── Passage to read ──

Unexpected encounters

In the late afternoon of 24th November, 2021, a boy encountered a black bear in Matelli Tea Estate in the Jalpaiguri district of West Bengal. Although there are different versions of the incident, it appears that the youth approached the animal to take a selfie and ended up being killed by it. Agitated locals retaliated, killing the bear. Around the same time, Central Armed Police (Sashastra Seema Bal) officers reported chasing away 4-5 Himalayan Black Bears from their Sipchu camp. Thereafter, one was spotted in a tea estate on the outskirts of Alipurduar town, in Nagrakata block, Malbazar town and Duramari, and was rescued and relocated to the nearest habitat by Forest Department officials.

Meanwhile, a cub found in a ceremony house in Mal attracted such a massive crowd that section 144 had to be imposed and police had to resort to a lathi-charge. Another individual spotted in the Goodhope Tea Estate near Malbazar escaped in the dark when a local NGO tried to trap it with a net. Apart from these incidents, bear footprints were reported from Soongachi tea estate, Dhupjhora, Damdim army cantonment and Teesta Udyan in Jalpaiguri town. This volatile situation was exacerbated by misreporting and cooked up stories that spread like wildfire.

───
── Excerpted data ──

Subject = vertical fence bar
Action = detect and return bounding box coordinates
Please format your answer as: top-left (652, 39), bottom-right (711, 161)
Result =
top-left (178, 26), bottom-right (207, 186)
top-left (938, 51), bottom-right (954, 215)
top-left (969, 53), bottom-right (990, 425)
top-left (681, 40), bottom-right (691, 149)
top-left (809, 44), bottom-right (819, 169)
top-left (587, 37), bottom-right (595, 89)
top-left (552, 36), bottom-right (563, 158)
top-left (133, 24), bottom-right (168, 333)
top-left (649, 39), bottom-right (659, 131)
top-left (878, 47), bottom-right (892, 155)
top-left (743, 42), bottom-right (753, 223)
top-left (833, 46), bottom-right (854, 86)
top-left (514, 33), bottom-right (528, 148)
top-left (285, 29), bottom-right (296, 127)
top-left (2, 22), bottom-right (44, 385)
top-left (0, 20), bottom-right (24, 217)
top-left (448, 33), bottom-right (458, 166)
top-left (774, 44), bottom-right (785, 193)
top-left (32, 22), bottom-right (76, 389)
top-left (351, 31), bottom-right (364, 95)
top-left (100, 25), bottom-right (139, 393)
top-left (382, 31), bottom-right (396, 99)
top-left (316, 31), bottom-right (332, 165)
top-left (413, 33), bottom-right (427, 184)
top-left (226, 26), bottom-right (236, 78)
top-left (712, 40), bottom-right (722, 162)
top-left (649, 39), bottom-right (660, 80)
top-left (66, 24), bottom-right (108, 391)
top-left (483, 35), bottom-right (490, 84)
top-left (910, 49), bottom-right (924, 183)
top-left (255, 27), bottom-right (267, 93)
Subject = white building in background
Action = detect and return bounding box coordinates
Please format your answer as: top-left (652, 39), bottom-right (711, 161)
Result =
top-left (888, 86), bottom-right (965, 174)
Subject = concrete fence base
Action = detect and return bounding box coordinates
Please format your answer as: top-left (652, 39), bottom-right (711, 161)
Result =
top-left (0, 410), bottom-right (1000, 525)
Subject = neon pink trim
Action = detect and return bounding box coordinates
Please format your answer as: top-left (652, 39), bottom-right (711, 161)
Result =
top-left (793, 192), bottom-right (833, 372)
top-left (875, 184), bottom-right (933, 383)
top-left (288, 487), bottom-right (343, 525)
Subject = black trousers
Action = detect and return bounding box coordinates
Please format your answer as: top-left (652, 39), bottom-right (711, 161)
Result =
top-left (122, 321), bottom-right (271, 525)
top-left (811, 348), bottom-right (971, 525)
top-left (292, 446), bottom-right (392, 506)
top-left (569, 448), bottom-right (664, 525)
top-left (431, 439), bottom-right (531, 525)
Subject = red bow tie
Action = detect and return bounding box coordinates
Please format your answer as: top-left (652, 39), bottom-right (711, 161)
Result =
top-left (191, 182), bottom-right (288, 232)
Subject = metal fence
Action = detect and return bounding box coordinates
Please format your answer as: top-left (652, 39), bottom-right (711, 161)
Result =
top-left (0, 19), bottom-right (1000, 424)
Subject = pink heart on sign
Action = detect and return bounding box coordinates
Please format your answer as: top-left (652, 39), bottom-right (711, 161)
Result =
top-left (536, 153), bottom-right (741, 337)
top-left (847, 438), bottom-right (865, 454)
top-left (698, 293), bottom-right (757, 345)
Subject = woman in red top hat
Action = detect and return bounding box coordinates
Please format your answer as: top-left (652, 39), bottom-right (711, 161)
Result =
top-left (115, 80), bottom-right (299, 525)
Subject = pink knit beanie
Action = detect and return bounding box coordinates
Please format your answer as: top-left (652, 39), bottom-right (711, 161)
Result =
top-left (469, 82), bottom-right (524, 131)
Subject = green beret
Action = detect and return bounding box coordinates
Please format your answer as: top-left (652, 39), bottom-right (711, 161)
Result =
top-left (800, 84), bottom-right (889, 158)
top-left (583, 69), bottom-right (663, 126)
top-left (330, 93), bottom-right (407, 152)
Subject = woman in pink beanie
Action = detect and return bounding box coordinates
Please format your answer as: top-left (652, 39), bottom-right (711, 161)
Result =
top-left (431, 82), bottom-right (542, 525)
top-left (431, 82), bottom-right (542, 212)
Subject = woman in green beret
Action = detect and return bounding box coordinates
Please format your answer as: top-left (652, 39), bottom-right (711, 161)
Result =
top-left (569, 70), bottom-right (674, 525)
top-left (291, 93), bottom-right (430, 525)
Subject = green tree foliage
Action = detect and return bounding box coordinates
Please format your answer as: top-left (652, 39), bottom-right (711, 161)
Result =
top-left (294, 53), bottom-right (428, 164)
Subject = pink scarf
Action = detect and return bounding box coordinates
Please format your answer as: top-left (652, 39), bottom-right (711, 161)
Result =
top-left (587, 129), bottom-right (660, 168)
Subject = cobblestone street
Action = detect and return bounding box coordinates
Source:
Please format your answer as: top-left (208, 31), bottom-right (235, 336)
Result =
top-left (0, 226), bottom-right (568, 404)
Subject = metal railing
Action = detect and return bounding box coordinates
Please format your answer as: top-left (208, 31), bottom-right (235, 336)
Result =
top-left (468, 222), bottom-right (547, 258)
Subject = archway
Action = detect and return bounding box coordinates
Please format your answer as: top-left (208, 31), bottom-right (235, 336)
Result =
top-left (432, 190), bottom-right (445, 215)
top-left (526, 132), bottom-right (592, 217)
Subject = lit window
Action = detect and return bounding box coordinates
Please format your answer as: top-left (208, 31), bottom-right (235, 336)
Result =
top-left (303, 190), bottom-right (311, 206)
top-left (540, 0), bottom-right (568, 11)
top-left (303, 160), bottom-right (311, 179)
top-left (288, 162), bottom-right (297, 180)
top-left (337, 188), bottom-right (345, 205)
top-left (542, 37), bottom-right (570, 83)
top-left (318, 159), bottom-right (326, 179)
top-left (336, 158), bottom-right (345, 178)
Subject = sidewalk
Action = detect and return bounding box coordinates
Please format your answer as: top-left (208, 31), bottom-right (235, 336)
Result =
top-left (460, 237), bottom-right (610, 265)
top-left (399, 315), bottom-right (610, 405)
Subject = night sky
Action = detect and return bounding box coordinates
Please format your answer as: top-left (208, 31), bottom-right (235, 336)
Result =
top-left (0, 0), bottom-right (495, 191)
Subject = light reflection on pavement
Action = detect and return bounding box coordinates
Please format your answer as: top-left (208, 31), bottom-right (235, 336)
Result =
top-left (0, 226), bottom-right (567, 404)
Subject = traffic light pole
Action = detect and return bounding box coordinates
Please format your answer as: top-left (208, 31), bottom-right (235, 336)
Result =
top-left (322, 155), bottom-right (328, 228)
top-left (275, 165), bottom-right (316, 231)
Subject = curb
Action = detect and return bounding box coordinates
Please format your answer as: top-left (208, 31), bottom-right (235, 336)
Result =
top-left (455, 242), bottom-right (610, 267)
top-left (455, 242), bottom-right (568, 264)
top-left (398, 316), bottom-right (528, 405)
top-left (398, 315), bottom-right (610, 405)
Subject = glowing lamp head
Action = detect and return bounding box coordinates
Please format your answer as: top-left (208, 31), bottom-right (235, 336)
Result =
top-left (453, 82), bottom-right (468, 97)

───

Objective:
In the passage about bear encounters in West Bengal, what had to be imposed after a cub found in a ceremony house in Mal drew a massive crowd?

Reply to the exercise:
Section 144